Rewrite these records with "agriculture scouting" replaced by "crop inspection" throughout, leaving everything else unchanged.

--

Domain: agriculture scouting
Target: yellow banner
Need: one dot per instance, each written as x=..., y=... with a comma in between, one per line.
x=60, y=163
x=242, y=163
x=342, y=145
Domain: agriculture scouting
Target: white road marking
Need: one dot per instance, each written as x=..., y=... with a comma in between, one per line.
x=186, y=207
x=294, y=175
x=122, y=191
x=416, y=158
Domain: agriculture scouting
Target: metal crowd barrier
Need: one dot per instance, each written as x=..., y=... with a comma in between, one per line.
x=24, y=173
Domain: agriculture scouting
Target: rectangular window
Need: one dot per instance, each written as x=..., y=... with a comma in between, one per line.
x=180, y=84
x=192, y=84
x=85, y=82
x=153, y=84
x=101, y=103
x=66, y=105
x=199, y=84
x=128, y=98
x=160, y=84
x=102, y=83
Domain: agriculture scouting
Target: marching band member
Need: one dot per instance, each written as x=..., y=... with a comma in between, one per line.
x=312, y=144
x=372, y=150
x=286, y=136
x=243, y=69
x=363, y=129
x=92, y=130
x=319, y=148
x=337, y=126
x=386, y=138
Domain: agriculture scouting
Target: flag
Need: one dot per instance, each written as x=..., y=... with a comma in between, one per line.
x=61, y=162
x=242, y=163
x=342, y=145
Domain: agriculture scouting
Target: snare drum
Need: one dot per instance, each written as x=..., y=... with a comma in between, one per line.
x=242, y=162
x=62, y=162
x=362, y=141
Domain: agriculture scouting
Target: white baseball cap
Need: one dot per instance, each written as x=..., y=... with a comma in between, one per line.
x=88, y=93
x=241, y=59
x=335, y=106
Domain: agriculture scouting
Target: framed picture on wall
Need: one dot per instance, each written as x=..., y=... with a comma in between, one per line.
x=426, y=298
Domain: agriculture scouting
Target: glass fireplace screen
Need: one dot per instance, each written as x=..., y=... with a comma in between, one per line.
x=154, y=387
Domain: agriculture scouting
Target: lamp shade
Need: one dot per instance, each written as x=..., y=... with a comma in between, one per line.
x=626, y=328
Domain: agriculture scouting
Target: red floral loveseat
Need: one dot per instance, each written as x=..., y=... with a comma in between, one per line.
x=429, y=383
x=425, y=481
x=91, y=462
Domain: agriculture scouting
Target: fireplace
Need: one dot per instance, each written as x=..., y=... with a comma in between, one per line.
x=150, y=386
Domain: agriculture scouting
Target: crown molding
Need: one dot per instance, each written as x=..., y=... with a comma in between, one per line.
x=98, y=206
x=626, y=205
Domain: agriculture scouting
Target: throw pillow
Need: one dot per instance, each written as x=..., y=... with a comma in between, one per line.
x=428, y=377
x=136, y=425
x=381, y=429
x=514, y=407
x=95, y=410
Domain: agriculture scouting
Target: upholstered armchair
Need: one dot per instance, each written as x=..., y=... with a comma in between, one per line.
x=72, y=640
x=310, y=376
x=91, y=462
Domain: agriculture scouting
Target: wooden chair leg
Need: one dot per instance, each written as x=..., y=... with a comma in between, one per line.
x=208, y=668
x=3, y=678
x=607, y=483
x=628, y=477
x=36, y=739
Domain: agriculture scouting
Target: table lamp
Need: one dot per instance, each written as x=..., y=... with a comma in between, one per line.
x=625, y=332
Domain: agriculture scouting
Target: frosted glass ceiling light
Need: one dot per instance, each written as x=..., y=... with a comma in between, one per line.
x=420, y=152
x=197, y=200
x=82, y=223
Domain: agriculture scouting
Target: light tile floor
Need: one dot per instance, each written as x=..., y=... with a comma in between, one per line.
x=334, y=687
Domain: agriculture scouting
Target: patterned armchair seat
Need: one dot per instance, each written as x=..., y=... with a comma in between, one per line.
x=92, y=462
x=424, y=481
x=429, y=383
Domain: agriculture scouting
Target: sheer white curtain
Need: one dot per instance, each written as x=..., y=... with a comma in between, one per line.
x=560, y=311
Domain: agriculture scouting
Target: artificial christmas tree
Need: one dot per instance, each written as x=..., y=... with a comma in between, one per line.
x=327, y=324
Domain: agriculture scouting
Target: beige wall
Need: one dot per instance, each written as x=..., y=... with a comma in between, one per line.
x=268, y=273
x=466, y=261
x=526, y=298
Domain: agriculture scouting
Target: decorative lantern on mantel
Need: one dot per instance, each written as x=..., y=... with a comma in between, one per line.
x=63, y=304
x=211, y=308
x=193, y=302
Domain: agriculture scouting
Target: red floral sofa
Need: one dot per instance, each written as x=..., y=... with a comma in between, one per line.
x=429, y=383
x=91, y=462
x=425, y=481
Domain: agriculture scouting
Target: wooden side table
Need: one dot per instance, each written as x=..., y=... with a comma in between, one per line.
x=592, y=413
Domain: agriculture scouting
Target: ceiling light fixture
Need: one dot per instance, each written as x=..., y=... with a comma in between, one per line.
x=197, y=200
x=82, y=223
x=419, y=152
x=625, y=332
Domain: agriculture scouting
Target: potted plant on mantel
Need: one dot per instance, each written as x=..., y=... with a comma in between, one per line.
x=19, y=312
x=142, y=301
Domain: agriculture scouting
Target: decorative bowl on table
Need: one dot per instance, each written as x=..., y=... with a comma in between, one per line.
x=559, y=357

--

### TASK ANSWER
Domain: crop inspection
Target: yellow banner
Need: one dot per instance, each written as x=..., y=... with a comma in between, one per line.
x=60, y=163
x=242, y=163
x=342, y=145
Domain: crop inspection
Target: white road marking
Need: one dot per instance, each written as x=..., y=... with a comma in between, one per line.
x=186, y=207
x=294, y=175
x=122, y=191
x=416, y=158
Domain: crop inspection
Target: metal crowd barrier
Need: one dot per instance, each written as x=..., y=... with a comma in between, one per line.
x=24, y=173
Domain: crop inspection
Target: rectangular window
Need: one dot per instance, each written as x=..., y=... with a comma in between, one per line.
x=180, y=84
x=192, y=84
x=85, y=82
x=153, y=84
x=101, y=103
x=66, y=105
x=199, y=84
x=128, y=98
x=160, y=84
x=102, y=83
Domain: crop inspection
Target: marching band member
Need: one dot per instance, each written as x=..., y=... with a comma in between, one per line.
x=312, y=144
x=372, y=150
x=286, y=136
x=243, y=69
x=363, y=129
x=92, y=130
x=319, y=148
x=337, y=126
x=386, y=138
Domain: crop inspection
Target: flag
Need: one dot per instance, each written as x=..., y=... with a comma in between, one per line.
x=61, y=162
x=242, y=163
x=342, y=145
Domain: crop inspection
Target: snare drum
Need: one dot per instance, each written as x=..., y=... with a comma in between, one per line.
x=242, y=162
x=62, y=162
x=362, y=141
Domain: crop inspection
Target: white baseball cap
Need: one dot per instance, each written as x=..., y=... with a comma in between, one per line.
x=88, y=93
x=241, y=59
x=335, y=106
Domain: crop inspection
Target: framed picture on wall
Need: one dot per instance, each written as x=..., y=... with a comma in between, one per line.
x=426, y=298
Domain: crop inspection
Target: glass fireplace screen
Need: one dot per instance, each written as x=..., y=... with a comma in between, one per line.
x=154, y=387
Domain: crop inspection
Target: lamp shade
Need: one dot per instance, each written as x=..., y=... with a comma in between, one per line.
x=626, y=328
Domain: crop inspection
Target: red floral loveseat
Need: one dot per instance, each written as x=..., y=... with a comma in between, one per line.
x=429, y=383
x=425, y=481
x=91, y=462
Domain: crop inspection
Target: fireplace
Need: one dot per instance, each written as x=..., y=... with a comma in between, one per line.
x=150, y=386
Domain: crop inspection
Target: crown molding
Need: one dot per instance, each written as x=..., y=... with a comma in between, one per line.
x=98, y=206
x=626, y=205
Domain: crop inspection
Target: throw pillow
Need: one dot per instance, each written as x=..., y=... with a comma in between, one per line.
x=428, y=377
x=136, y=425
x=381, y=429
x=514, y=407
x=95, y=410
Domain: crop inspection
Target: upholstered armchair
Need: one dot per instance, each written as x=..., y=... with a comma in between, one per line.
x=72, y=640
x=310, y=376
x=91, y=462
Domain: crop inspection
Target: wooden chair leg
Need: one dot per instance, each written as x=..., y=... with a comma in between, one per line.
x=208, y=668
x=3, y=678
x=607, y=483
x=628, y=477
x=36, y=739
Domain: crop inspection
Target: table lamp
Need: one dot per instance, each written as x=..., y=... with a comma in between, one per line.
x=625, y=332
Domain: crop inspection
Target: frosted glass ceiling light
Need: one dot per instance, each written as x=..., y=... with a comma in between, one per line.
x=420, y=152
x=197, y=200
x=82, y=223
Domain: crop inspection
Target: light tile floor
Need: one dot per instance, each written as x=..., y=... with a comma in between, one per line.
x=334, y=687
Domain: crop inspection
Target: patterned armchair seat
Need: one dot per instance, each written as x=..., y=... with a comma in between, one per line.
x=92, y=462
x=424, y=481
x=429, y=383
Domain: crop inspection
Target: sheer white curtain
Need: one dot per instance, each written as x=..., y=... with a comma in between, one per line.
x=560, y=311
Domain: crop inspection
Target: artificial christmas tree
Need: one dot per instance, each written as x=..., y=... with a comma in between, one per line.
x=327, y=324
Domain: crop inspection
Target: beige wall
Need: one dot per instance, each written as x=..., y=... with a comma in between, one per line.
x=268, y=273
x=466, y=261
x=526, y=298
Domain: crop inspection
Target: decorative lantern on mantel
Need: one dot per instance, each written as x=..., y=... with a comma in between, one per line.
x=63, y=304
x=211, y=308
x=193, y=302
Domain: crop inspection
Target: red floral sofa
Need: one dot per instance, each written as x=..., y=... with a comma in between, one per line.
x=429, y=383
x=91, y=462
x=425, y=481
Domain: crop inspection
Target: wooden side table
Need: one dot per instance, each written as x=..., y=... with a comma in between, one per line.
x=592, y=413
Domain: crop inspection
Target: ceiling light fixture
Need: one dot per instance, each written as x=..., y=... with a comma in between, one per line.
x=197, y=200
x=82, y=223
x=419, y=152
x=625, y=332
Domain: crop inspection
Target: potted plant on mantel
Need: one dot per instance, each written as x=..., y=... with a comma in between, one per line.
x=19, y=312
x=142, y=301
Domain: crop inspection
Target: decorative bowl on table
Need: one dot per instance, each written as x=..., y=... with a comma in between, one per line.
x=559, y=357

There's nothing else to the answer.